Kamis, 08 September 2011

Diary Depresiku




"Sialan.... " Itu merupakan kata terakhir ayah yng di dengar oleh telingaku ini. "Semenjak permasalah itu ( saya juga tidak tahu masalah apa) ayah sering bertengkar dengan Ibu sampai akhirnya Ibu tidak tahan dengan kelakuan suaminya di rumah. Panci, piring bahkan pisau di lempar oleh Ibu untuk menikap muka ayah yang tidak bisa di maafkan itu. Tidak jarang suara itu membuat seisi rumah menjadi seperti tertimpa gempa dan tidak jarang pula mengganggu saya sebagai anak tunggal yang tidak punya saudra kandung ini tergangggu saat belajar. Untuk mendapat kan nilai 6 aja susah apalagi harus diatas KKM ( ketuntasan setiap mata pelajaran), itulah yang aku alami sebagai seorang pelajar di sekolah. Sekolah swasta yang aku tempati sekarang ini telah menvonisku untuk tidak naik kelas ke kelas XI tahun depan.
Walaupun aku telah meminta kepada orang tua ku untuk memanggil guru les tapi permintaan itu bagaikan angin yang berhembus dari telinga kiri ke telinga kanan. Mereka hanya memikirkan pertengkaran mereka, aku pun sebagai anak nya tidak lah tinggal diam, dengan kenyataan seperti ini. Walau harus terdorong oleh ayah, terlempar piring ibu aku setiap harinya harus melerai mereka. Meski ini merupakan hal sia-sia, karena pertengkaran ini akan bersambung di keesokan harinya setelah ayah pulang dari kantornya.  Aku harus bagaimana? Tidak ada cara untuk mereka selain memisahkan keduanya seperti air dan minyak yang telah lama bersatu lalu di pisahkan.

→ Yang Harus Dikerjakan
1) Dalam catatan harian tentang pertengkaran orang tua ini, benda apa saja yang dilempar Ibu ke muka ayah?
2) Tuliskan lanjutan catatan harian tentang pertengkaran orang tua ini, dimulai setelah kalimat terakhirnya.
Materi di bawah ini tidak ada kaitannya dengan catatan harian di atas.

→ Materi Terkumpul

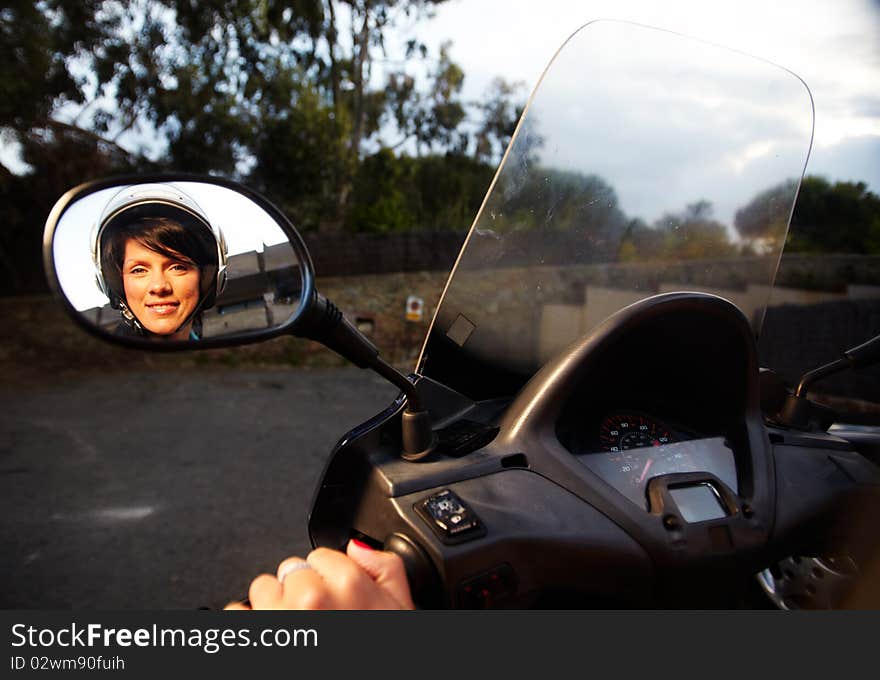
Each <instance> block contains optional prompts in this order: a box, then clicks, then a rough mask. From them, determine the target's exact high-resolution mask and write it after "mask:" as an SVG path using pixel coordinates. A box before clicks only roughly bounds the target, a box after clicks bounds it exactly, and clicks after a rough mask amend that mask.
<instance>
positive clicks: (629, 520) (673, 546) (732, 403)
mask: <svg viewBox="0 0 880 680" xmlns="http://www.w3.org/2000/svg"><path fill="white" fill-rule="evenodd" d="M721 357H723V360H719V358H721ZM757 378H758V366H757V359H756V348H755V342H754V338H753V337H752V333H751V328H750V326H749V324H748V322H747V321H746V319H745V317H744V316H743V315H742V313H741V312H740V311H739V310H738V309H737V308H736V307H735V306H734V305H732V304H731V303H730V302H728V301H726V300H724V299H722V298H718V297H716V296H712V295H708V294H703V293H672V294H667V295H659V296H655V297H653V298H649V299H646V300H643V301H641V302H638V303H636V304H634V305H631V306H630V307H627V308H625V309H623V310H621V311H620V312H618V313H617V314H615V315H614V316H612V317H611V318H609V319H608V320H607V321H606V322H605V323H603V324H602V325H601V326H600V327H598V328H597V329H596V330H595V331H594V332H593V333H591V334H590V335H589V336H588V337H586V338H584V339H583V340H581V341H579V342H578V343H575V344H573V345H572V346H570V347H569V348H568V349H567V350H566V351H564V352H563V353H562V354H560V355H559V356H557V357H556V359H554V360H553V361H552V362H550V363H549V364H547V365H545V366H544V367H543V368H542V369H541V371H540V372H539V373H538V374H537V375H536V376H535V377H534V378H533V379H532V380H531V381H530V382H529V383H528V385H526V387H525V388H524V389H523V391H522V392H521V393H520V394H519V395H518V396H517V398H516V400H515V401H514V403H513V404H512V405H511V407H510V408H509V409H508V411H507V413H506V414H505V416H504V418H503V420H502V422H501V434H500V435H499V437H498V439H497V440H496V442H495V443H493V445H492V448H493V449H496V450H508V451H514V450H517V451H526V452H528V455H529V461H530V467H531V469H532V470H533V471H535V472H537V473H539V474H541V475H543V476H545V477H547V478H549V479H552V480H553V481H554V482H555V483H557V484H560V485H561V486H563V487H564V488H566V489H568V490H569V491H571V492H572V493H574V494H575V495H577V496H579V497H580V498H582V499H584V500H585V501H586V502H588V503H589V504H591V505H592V506H594V507H595V508H596V509H598V510H599V511H600V512H602V513H603V514H605V515H606V516H607V517H609V518H610V519H611V520H612V521H614V522H615V523H616V524H618V525H619V526H620V527H621V528H623V529H624V530H625V531H626V533H627V534H629V535H630V536H631V537H633V538H634V539H635V540H636V541H637V542H639V543H640V544H641V545H642V546H643V547H644V548H645V549H646V550H647V551H648V553H649V554H650V555H651V556H652V559H653V560H654V561H655V563H656V564H657V565H658V567H660V568H662V569H671V570H674V569H679V570H680V569H683V568H685V567H695V566H697V565H711V564H713V563H720V562H724V561H727V563H728V564H729V561H730V559H731V558H735V560H736V561H737V563H739V566H742V567H743V568H744V569H748V568H749V566H748V565H749V563H750V562H754V564H755V565H757V564H758V563H759V561H760V558H759V556H758V554H757V553H758V552H759V551H760V550H761V548H762V547H763V546H764V545H765V544H766V542H767V539H768V537H769V535H770V531H771V529H772V524H773V520H774V499H773V492H774V483H773V472H774V471H773V466H772V462H771V452H770V446H769V441H768V439H767V435H766V432H765V430H764V426H763V421H762V417H761V413H760V408H759V400H758V380H757ZM621 399H627V400H628V403H629V405H631V406H632V405H638V406H640V407H642V408H643V410H644V409H651V408H653V409H660V410H661V412H664V413H670V414H674V416H675V418H676V419H677V420H678V421H680V422H682V423H683V424H687V425H689V426H691V427H692V428H693V429H694V430H696V431H698V432H703V433H704V434H705V435H706V436H723V437H725V438H727V440H728V441H729V443H730V446H731V448H732V450H733V451H734V455H735V459H736V467H737V481H738V486H739V489H738V496H737V503H738V505H739V506H740V507H739V509H740V512H737V513H734V514H731V515H730V516H728V517H725V518H723V519H719V520H714V521H710V522H700V523H694V524H689V523H687V522H684V521H682V522H680V523H679V524H678V525H677V528H676V529H674V530H670V528H669V527H668V526H664V523H663V521H662V518H661V517H657V516H655V515H651V514H649V513H648V512H646V511H645V509H644V508H641V507H638V506H637V505H635V504H634V503H632V502H631V501H630V500H628V499H626V498H625V497H624V496H622V495H621V494H620V493H618V492H617V491H616V490H615V489H613V488H611V487H610V486H609V485H608V484H607V483H606V482H604V481H603V480H602V479H601V478H599V477H598V476H597V475H596V474H594V473H593V472H591V471H590V470H588V469H586V468H585V467H584V466H583V465H581V464H580V463H579V462H578V461H577V460H576V459H575V458H574V456H573V455H572V453H571V451H569V450H568V449H567V448H566V447H565V446H564V445H563V443H561V442H560V439H559V431H558V430H559V425H560V423H562V424H564V425H565V424H568V425H570V424H571V423H572V422H576V421H577V419H578V416H577V414H578V413H579V412H580V413H582V414H584V415H583V417H582V420H587V419H588V415H589V414H590V413H593V412H595V410H596V409H601V408H602V407H607V406H609V405H614V406H619V405H621V404H620V400H621ZM697 443H698V442H697ZM599 455H602V454H599ZM743 506H748V513H743V512H742V511H741V510H742V508H743ZM746 515H748V516H746ZM679 519H680V518H679ZM719 526H723V527H726V529H725V530H726V531H727V532H728V533H729V535H730V541H729V542H727V544H726V545H725V544H723V543H718V542H717V541H715V542H714V543H713V542H712V541H711V540H710V539H711V534H712V533H713V532H716V533H717V531H718V530H717V529H716V528H715V527H719ZM707 545H710V546H714V547H713V548H712V550H709V551H706V546H707Z"/></svg>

→ Jawaban Latihan
1) Panci, piring, bahkan pisau.

2)
Ya.... Sudahlah tidak usah di pikirkan lagi. Setelah 2 minggu aku memikirkan cara untuk memperbaiki hubungan mereka  Ayah sudah tiada, sebelum ibu ingin menceraikannya ,ayah meminum obat serangga di kamarnya terlebih dahulu. Lalu sejak itu semua berubah, mulai dari suasana di rumah menjadi begitu sepi dan kosong seperti tidak ada kehidupan, karena Ibu terus bekerja untuk menghidupi aku dan dirinya yang sudah hampir bau tanah itu. Ya ini tidak berlangsung lama kekosongan kepala keluarga dirumah akhirnya menjadi lebih suram dan hening ketika ibu dan aku memberi rumah ku kepada dept kolektor, yang menagih utang-utang ayah yang begitu banyak.

Diakhir bulan setelah sepeninggal ayah kami pindah menuju ke tempat yang lebih kecil dari rumah kami sebelumnya. Namun karena ibu hanya mempunyai uang untuk kehidupan sehari-hari, aku pun terpaksa untuk putus sekolah dari sekolah swasta aku itu. Tapi berbagai masalah terjadi ketika kami pindah ke rumah kecil itu, usaha dagang nasi goreng Ibu yang setiap harinya aku ikut membantu memasak akhirnya bangkrut karena rasanya yang tawar. Sedangkan kami harus menyetor uang sewaan kepada pemilik rumah kecil yang kami tempati. Pada akhir ketika ibu tidak tahan dengan masalah yang datang bertubi-tubi menimpa kami, Ia pun mengikuti cara suaminya yang sangat berdosa dimata tuhan itu. Dengan tindakan yang di lakukan oleh orang tua ku memang membuat ku lebih menderita, tidak ada keluarga dan saudara ku yang menerima ku selayaknya anak mereka. Mereka hanya membirkan kan ku seperti ini.... Ya..... Seperti ini. Sebagai anak jalan.......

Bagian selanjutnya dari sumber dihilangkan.